(DOCUMENT TEXT)
Table 2. List of anaesthetics reported in papers with invasive handling or insect sacrifice.
| Anaesthetic | n | % |
|---|---|---|
| chloroform | 1 | 0.08 |
| isoflurane | 1 | 0.08 |
| nitrogen | 1 | 0.08 |
| nitrogen monoxide | 1 | 0.08 |
| ether | 3 | 0.25 |
| unspecified method* | 5 | 0.42 |
| freezing | 21 | 1.77 |
| CO2 | 80 | 6.73 |
| fhilling | 105 | 8.83 |
| not stated** | 995 | 83.68 |
*“Unspecified” refers to papers that mentioned the word “anaesthetic” or “anaesthesia” but did not specify which anaesthesia method was used.
**“Not stated” refers to those papers with invasive handling or insect sacrifice but without any reported anaesthetic or analgesic information
When sacrifice methods were captured by our automated methods, cold/freezing/LN2/dry ice (n = 120) and dissection (n = 48) were the most commonly reported (Table 3). Less commonly reported methods were immersion in ethanol/solvent/fixative (n = 24) and homogenisation (n = 15), among others. 79 studies that our automated methods highlighted as containing an animal sacrifice method did not report which method was used to kill their animals (38.05%).
Table 3. Sacrifice methods reported in papers extracted by our automated process. “Not stated” category refers to those papers identified as having an insect die as a result of their methods but that did not describe the process that resulted in death.
| Sacrifice method | n | % |
|---|---|---|
| boiled | 1 | 0.49 |
| cold | 1 | 0.49 |
| diethyl ether | 1 | 0.49 |
| ether | 1 | 0.49 |
| glycerol | 1 | 0.49 |
| irradiated | 1 | 0.49 |
| CO2 | 2 | 0.97 |
| pesticide | 2 | 0.97 |
| dry ice | 3 | 1.46 |
| fixative | 3 | 1.46 |
| solvent | 6 | 2.91 |
| ethanol | 11 | 5.34 |
| homogenized | 15 | 7.28 |
| liquid nitrogen | 33 | 16.02 |
| dissected | 48 | 23.3 |
| not stated | 79 | 38.35 |
| frozen | 83 | 40.29 |
1051 total papers containing insect death (with 1161 instances of sacrifice, as some papers used more than one method of sacrifice) were manually identified, with 870 instances of insect death that were not recognized by our automated methods. Of the papers where the sacrifice method was captured manually (Table 4), the most common methods were dissection (n = 304) or cold/freezing/LN2/dry ice (n = 137). The largest contingent of papers (Table 4; n = 307), did not explicitly state any sacrifice method but on examination of the methods, death could be inferred with certainty. The most common experimental procedures from which insect death could be inferred (S1 Table) were nucleic acid extraction (n = 119) and electrophysiology (n = 28).

(AVAILABLE DATA)
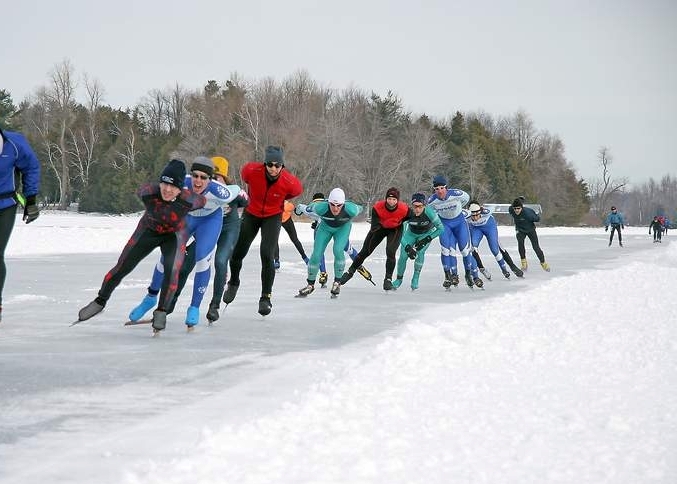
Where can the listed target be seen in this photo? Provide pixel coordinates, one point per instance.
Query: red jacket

(WORK ITEM)
Resume the passage on anaesthetics and sacrifice methods reported in insect research papers, picking up after its final sentence.

(TASK RESULT)
Table 4. Sacrifice methods reported in papers extracted by manual searching.
| Sacrifice method | n | % |
|---|---|---|
| dry ice | 1 | 0.1 |
| microwave | 1 | 0.1 |
| CO2 | 2 | 0.19 |
| cold | 2 | 0.19 |
| irradiated | 2 | 0.19 |
| starved | 2 | 0.19 |
| Bt toxin | 3 | 0.29 |
| heat treatment | 3 | 0.29 |
| drowned | 5 | 0.48 |
| boiled | 6 | 0.57 |
| crushed | 7 | 0.67 |
| dessicated | 8 | 0.76 |
| infection | 11 | 1.05 |
| glycol | 12 | 1.14 |
| solvent | 12 | 1.14 |
| predation-parasitism | 14 | 1.33 |
| exsanguinated | 18 | 1.71 |
| liquid nitrogen | 20 | 1.90 |
| decapitated | 25 | 2.38 |
| trap | 27 | 2.57 |
| homogenized | 30 | 2.85 |
| fixative | 32 | 3.04 |
| experimental death* | 56 | 5.33 |
| pesticide | 58 | 5.52 |
| ethanol | 78 | 7.42 |
| frozen | 115 | 10.94 |
| dissected | 304 | 28.92 |
| not stated** | 307 | 29.21 |
*The “experimental death” category refers to those papers were insects were explicitly stated to have died through the course of rearing or during development.
**The “not stated” category refers to those papers identified as having an insect die as a result of their methods but that did not explicitly describe the process that resulted in death.
Of all the papers reporting dissection as a sacrifice method, 52 (17.21%) reported the use of an anaesthetic or analgesic prior to the dissection, with chilling/freezing (n = 33) and carbon dioxide (n = 18) the most commonly employed methods (S2 Table).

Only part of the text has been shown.